◆ TASK TO COMPLETE
Convert the data from the line containing "Where can you find the ripe" through the line containing "(1051, 310)", inclusive, into a Markdown table with a Row column for the row number and a Text column for the line. Leave out any blank lines.

Object location annotation data
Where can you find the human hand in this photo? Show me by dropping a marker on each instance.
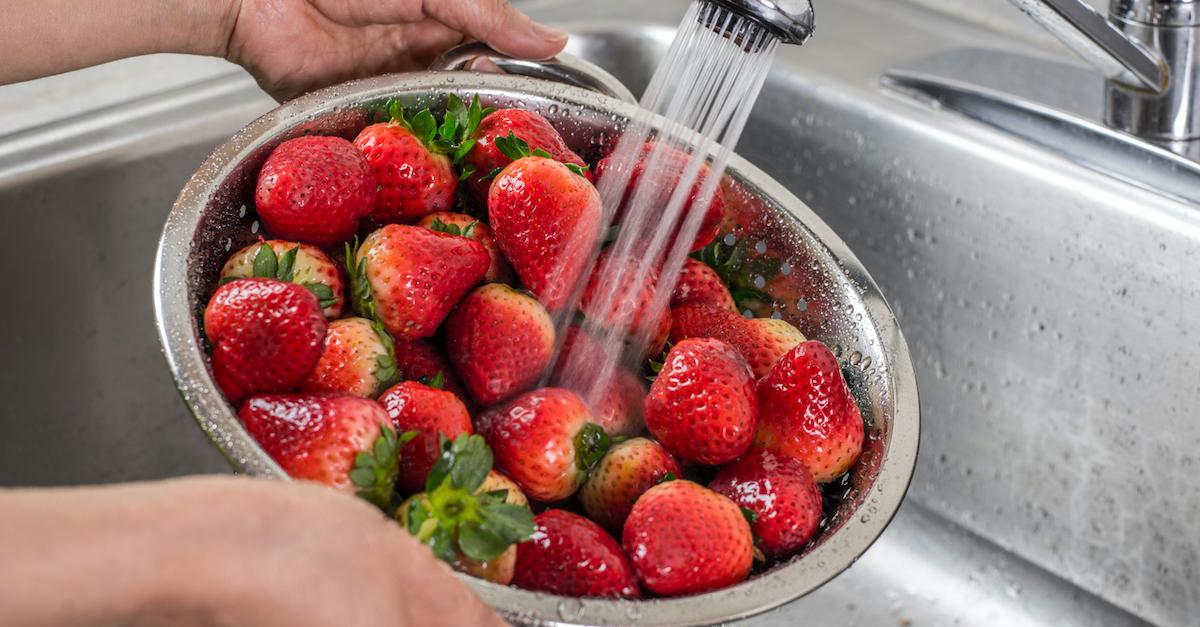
(295, 46)
(220, 551)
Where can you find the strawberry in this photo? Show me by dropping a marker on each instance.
(619, 408)
(457, 518)
(315, 190)
(684, 538)
(700, 284)
(267, 336)
(432, 413)
(780, 493)
(761, 341)
(289, 261)
(409, 278)
(624, 298)
(625, 471)
(499, 341)
(545, 441)
(358, 359)
(702, 406)
(670, 168)
(573, 556)
(546, 221)
(468, 227)
(339, 440)
(498, 571)
(809, 413)
(486, 159)
(421, 360)
(411, 161)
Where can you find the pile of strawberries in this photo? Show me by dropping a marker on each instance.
(406, 368)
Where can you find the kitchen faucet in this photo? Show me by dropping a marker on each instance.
(1150, 53)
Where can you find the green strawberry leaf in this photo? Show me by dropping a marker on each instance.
(323, 293)
(265, 262)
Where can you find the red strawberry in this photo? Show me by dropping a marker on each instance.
(684, 538)
(411, 278)
(702, 406)
(671, 167)
(469, 227)
(781, 494)
(545, 441)
(267, 336)
(629, 304)
(357, 359)
(546, 220)
(573, 556)
(761, 341)
(499, 341)
(486, 157)
(339, 440)
(625, 471)
(809, 413)
(701, 284)
(619, 410)
(429, 411)
(291, 261)
(414, 174)
(421, 360)
(315, 190)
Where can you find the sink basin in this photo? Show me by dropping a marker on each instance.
(1050, 309)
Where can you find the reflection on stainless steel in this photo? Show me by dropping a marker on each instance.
(1150, 51)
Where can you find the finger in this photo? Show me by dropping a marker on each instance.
(498, 24)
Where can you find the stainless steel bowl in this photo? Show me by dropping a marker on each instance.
(827, 294)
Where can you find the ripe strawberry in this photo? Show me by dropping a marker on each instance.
(469, 227)
(499, 341)
(702, 406)
(629, 304)
(315, 190)
(684, 538)
(409, 161)
(701, 284)
(546, 220)
(573, 556)
(619, 410)
(486, 159)
(670, 168)
(358, 359)
(421, 360)
(289, 261)
(339, 440)
(545, 441)
(460, 520)
(267, 336)
(625, 471)
(780, 491)
(761, 341)
(409, 278)
(498, 571)
(432, 413)
(809, 413)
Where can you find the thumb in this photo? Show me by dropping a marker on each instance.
(499, 25)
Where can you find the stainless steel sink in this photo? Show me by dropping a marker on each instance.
(1051, 310)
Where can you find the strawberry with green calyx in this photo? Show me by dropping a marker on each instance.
(339, 440)
(485, 157)
(472, 228)
(409, 278)
(453, 519)
(432, 414)
(411, 159)
(359, 358)
(293, 262)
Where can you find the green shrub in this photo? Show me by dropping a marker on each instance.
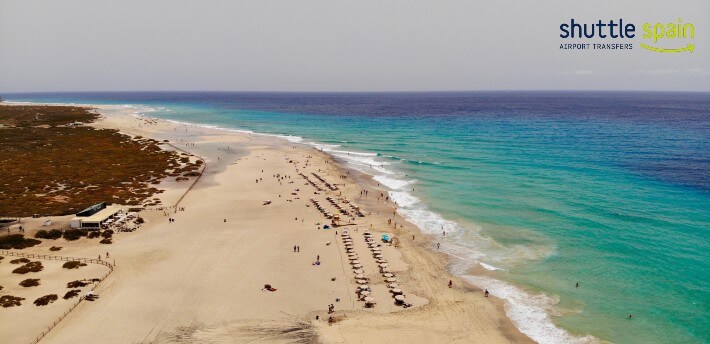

◆ WRITTEN RESPONSE
| Row | Text |
|---|---|
| 1 | Where can you find the ripe strawberry in this photo? Show me by dropping a marker on each instance. |
| 2 | (469, 227) |
| 3 | (499, 341) |
| 4 | (702, 406) |
| 5 | (629, 304) |
| 6 | (315, 190) |
| 7 | (684, 538) |
| 8 | (409, 161) |
| 9 | (701, 284) |
| 10 | (546, 220) |
| 11 | (573, 556) |
| 12 | (619, 410) |
| 13 | (486, 159) |
| 14 | (670, 168) |
| 15 | (358, 359) |
| 16 | (421, 360) |
| 17 | (289, 261) |
| 18 | (339, 440) |
| 19 | (545, 441) |
| 20 | (460, 520) |
| 21 | (267, 336) |
| 22 | (625, 471) |
| 23 | (780, 491) |
| 24 | (761, 341) |
| 25 | (409, 278) |
| 26 | (498, 571) |
| 27 | (432, 413) |
| 28 | (809, 413) |
| 29 | Where can you find the thumb in this photo? Show me by dropping a marker on each instance. |
| 30 | (499, 25) |
| 31 | Where can you find the stainless steel sink in this photo? Show me by dropping a marker on each instance. |
| 32 | (1051, 310) |